Source records ::
☆ ☆ ☆ ☆ ☆ ☆ ☆

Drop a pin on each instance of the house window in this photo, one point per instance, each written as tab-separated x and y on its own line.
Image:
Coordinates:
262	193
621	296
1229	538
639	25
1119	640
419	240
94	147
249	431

☆ ☆ ☆ ☆ ☆ ☆ ☆

Short problem :: Please output all of the material above unchanged, line for line and in the same order.

Result for this exercise ::
Drop a pin on each instance of the house window in this photo, one point per instance, each written as tab-separated x and y on its own line.
Image:
Coordinates:
262	193
621	296
1229	538
639	25
1119	640
419	240
94	147
249	431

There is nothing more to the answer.